Lesetext ->
....

Ich wollte anfang dieses Jahres mein Boot auch Übermotorisieren. Habe es dann aber gelassen #t
Gründe lagen klar auf der Hand :  Versicherungstechnisch
und die zusätzlichen Kilo´s am Heck + E-Motor wären nicht vorteilhaft für den Spiegel. Das muß jeder für sich selbst Entscheiden - nur nicht rumheulen wenn was passiert ist|kopfkrat


----------



## Stxkx1978 (23. März 2013)

*AW: Außenborder Übermotorisierung*

es kommt auch drauf an was jeder unter übermotorisieren versteht.
für einen sind 5ps mehr zuviel,und bei nem anderen ist es die doppelte Leistung wo es anfängt.
hab fünf PS mehr,könnte auch 10mehr dranhängen wäre alles gut.ist ein zweitakter der wiegt 59kg.ein viertakter hat da schon 90kg.
bei nem dünnwandigen boot,bei dem sich schon bei normaler motorisierung der spiegel nicht nen vertrauenswürdigen eindruck macht,würde ich von dem boot eh die finger lassen.

....

Ein Datenblock:
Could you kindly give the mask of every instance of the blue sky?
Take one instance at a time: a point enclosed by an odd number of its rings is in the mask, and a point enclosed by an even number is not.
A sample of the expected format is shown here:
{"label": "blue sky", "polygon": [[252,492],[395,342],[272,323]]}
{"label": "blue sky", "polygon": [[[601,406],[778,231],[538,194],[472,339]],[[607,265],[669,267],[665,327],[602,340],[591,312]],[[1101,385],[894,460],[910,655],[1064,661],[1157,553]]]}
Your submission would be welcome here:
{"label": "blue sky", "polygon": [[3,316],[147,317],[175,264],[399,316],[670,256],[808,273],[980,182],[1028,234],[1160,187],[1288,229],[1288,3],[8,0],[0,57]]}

....

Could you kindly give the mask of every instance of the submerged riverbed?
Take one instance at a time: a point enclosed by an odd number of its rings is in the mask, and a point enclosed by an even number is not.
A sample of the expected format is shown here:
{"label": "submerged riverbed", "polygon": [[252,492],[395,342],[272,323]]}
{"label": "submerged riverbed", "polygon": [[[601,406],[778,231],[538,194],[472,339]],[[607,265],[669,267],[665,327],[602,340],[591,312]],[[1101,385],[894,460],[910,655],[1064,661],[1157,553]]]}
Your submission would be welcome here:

....

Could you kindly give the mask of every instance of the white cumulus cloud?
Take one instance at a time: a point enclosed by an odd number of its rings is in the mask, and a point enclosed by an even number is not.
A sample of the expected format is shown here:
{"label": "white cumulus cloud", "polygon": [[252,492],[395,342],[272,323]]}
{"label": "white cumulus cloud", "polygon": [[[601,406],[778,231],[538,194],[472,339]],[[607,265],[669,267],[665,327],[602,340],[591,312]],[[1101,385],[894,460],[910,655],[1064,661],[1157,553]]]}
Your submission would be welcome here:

....

Aufgaben ->
a) Übertrage den Satz „es kommt auch drauf an was jeder unter übermotorisieren versteht“ aus dem Forumstext zur Außenborder-Übermotorisierung ins Englische.
b) Setze den Forumstext zur Außenborder-Übermotorisierung im Anschluss an seinen letzten Satz fort.
Die Datensätze stammen aus einer anderen Quelle.

Lösungen ->
a) It also depends on what each person understands by overpowering.

b)
sparsamer ist es allemal mit nem 30ps halbgas zu fahren,als mit nem 15ps vollgas.

Gruss
Daniel


----------



## Grazy (23. März 2013)

*AW: Außenborder Übermotorisierung*

Da die Hersteller von Booten am Spiegel eine Plakette dran haben die genaue Aussagen treffen wieviel PS und wieviel Kilo man da mitführen kann sollte man das auch nicht überschreiten,denn es geht nicht darum ob am Spiegel 10 kg mehr daran hängen sondern es ist so ausgelegt das der Spiegel die 20 PS im Wasser unter Volllast aushält denn der Druck ist enorm bei abrupten vollgas.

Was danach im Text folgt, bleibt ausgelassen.